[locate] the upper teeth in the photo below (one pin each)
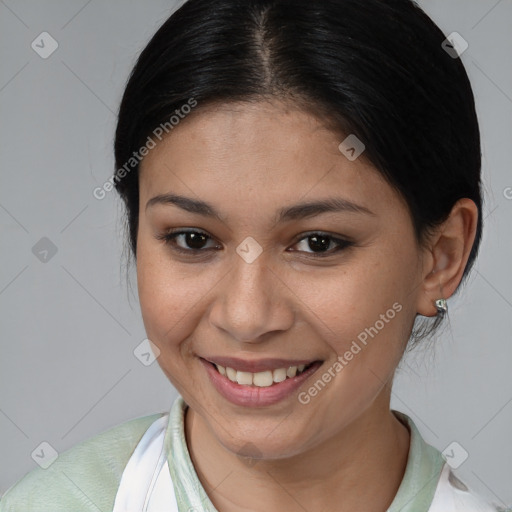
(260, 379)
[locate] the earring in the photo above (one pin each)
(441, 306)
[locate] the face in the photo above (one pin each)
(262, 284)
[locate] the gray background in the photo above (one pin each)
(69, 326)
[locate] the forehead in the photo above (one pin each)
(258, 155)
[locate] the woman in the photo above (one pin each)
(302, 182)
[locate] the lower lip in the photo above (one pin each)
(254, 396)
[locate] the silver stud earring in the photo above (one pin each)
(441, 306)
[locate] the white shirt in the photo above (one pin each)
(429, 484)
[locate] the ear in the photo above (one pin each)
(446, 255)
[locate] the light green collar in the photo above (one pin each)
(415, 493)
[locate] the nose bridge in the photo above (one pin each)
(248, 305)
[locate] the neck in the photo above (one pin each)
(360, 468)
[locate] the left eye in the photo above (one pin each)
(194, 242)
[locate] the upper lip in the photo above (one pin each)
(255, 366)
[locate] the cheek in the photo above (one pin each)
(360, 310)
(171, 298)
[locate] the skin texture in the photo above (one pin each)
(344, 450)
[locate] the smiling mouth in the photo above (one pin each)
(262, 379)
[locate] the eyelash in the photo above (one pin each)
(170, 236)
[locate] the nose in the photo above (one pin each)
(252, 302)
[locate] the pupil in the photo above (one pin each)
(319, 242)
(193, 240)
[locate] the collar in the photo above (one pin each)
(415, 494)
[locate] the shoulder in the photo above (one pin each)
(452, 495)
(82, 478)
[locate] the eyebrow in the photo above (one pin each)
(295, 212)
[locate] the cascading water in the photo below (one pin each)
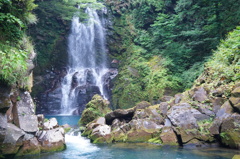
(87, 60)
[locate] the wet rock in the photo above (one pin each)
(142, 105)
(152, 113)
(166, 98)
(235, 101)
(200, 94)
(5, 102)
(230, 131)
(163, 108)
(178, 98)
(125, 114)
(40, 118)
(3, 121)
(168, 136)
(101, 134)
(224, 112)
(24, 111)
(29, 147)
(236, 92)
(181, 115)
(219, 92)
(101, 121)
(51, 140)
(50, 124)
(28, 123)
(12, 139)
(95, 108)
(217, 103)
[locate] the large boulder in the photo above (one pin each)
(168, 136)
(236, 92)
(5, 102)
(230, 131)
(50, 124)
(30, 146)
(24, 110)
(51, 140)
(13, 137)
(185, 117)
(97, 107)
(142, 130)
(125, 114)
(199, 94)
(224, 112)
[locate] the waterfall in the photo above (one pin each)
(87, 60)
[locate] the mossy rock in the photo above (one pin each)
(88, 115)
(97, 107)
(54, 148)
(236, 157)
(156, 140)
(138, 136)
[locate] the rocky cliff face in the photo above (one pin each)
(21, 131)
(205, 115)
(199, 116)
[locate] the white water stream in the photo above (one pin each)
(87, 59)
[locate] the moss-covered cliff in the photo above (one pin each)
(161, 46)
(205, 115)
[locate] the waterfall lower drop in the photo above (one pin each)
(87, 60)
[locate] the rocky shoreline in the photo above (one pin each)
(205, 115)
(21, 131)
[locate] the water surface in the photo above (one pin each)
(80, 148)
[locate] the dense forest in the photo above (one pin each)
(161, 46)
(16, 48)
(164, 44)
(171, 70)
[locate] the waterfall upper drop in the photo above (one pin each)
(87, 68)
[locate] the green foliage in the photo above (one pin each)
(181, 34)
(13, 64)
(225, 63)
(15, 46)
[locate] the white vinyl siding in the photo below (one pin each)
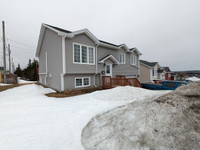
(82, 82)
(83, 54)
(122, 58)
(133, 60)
--
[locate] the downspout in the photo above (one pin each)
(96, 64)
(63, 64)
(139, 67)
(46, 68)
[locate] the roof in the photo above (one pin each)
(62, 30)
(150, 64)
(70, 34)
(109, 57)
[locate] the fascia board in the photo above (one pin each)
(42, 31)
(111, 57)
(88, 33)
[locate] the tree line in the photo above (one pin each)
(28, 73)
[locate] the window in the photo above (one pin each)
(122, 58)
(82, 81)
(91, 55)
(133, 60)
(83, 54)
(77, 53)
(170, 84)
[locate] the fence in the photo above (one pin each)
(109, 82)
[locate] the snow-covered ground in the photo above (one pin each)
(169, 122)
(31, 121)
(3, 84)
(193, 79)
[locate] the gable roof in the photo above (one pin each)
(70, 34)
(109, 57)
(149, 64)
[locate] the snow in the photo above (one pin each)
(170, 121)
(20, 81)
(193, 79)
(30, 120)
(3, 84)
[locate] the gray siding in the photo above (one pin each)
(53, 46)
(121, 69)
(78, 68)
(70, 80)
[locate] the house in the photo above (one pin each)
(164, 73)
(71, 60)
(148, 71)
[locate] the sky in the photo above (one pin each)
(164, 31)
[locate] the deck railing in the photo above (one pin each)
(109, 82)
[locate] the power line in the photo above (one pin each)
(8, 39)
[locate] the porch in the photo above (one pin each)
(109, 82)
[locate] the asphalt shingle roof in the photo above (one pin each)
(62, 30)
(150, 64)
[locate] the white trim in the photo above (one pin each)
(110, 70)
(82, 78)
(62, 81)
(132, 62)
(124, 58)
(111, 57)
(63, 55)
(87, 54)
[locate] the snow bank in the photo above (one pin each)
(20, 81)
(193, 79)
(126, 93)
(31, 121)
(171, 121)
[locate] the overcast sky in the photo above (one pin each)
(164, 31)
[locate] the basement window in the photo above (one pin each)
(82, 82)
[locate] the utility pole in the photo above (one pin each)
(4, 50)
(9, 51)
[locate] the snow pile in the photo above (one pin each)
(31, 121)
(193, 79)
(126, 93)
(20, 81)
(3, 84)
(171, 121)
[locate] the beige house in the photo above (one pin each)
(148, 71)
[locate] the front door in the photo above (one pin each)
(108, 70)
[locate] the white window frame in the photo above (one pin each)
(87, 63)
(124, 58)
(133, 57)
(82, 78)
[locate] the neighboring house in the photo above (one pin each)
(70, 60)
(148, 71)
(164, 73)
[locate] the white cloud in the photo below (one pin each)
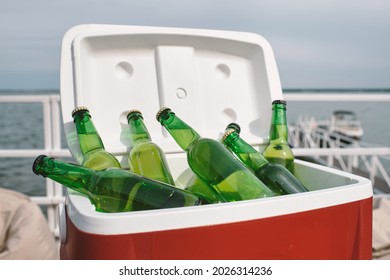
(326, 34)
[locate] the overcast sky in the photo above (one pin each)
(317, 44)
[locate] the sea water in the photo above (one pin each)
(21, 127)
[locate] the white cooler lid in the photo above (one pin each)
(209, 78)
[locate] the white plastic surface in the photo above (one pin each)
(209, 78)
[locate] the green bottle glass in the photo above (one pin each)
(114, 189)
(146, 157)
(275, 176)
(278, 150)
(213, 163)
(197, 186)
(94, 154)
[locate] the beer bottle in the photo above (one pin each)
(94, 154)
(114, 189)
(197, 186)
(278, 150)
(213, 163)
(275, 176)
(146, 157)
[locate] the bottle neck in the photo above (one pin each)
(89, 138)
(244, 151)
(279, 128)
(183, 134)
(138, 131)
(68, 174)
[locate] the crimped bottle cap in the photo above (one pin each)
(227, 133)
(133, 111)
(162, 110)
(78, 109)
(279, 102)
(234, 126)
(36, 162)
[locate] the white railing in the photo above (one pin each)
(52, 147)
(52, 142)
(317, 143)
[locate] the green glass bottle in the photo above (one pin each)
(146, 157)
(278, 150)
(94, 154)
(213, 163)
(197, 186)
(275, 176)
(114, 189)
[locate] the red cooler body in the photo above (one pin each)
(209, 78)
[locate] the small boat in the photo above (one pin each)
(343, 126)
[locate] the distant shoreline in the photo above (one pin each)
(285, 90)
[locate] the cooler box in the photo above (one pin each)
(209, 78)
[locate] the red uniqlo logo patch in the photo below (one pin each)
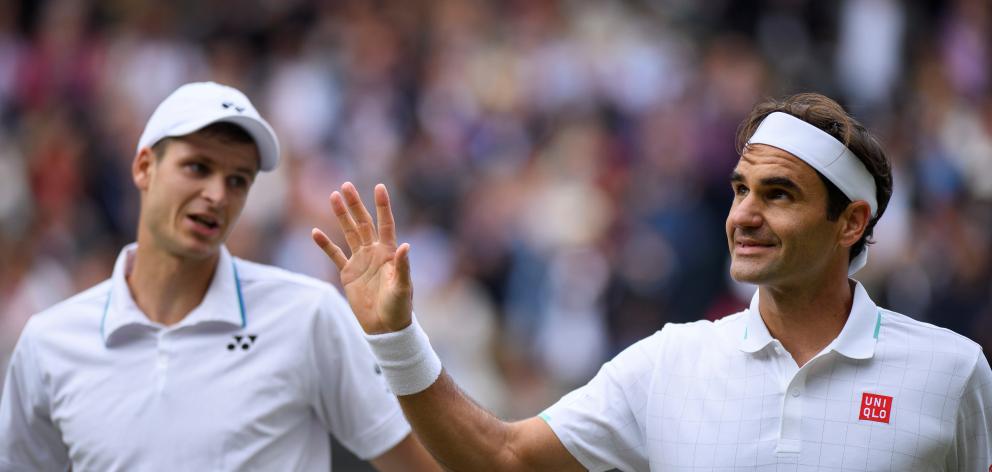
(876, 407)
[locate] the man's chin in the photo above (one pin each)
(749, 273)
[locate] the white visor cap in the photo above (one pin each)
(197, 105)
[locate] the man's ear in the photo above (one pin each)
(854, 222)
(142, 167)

Task instructions: Copy out every line of the records above that contains the word "earring".

Response for this exercise:
[locate] the earring in the photo above (one pin each)
[locate] the silver stud earring in the photo above (one pin each)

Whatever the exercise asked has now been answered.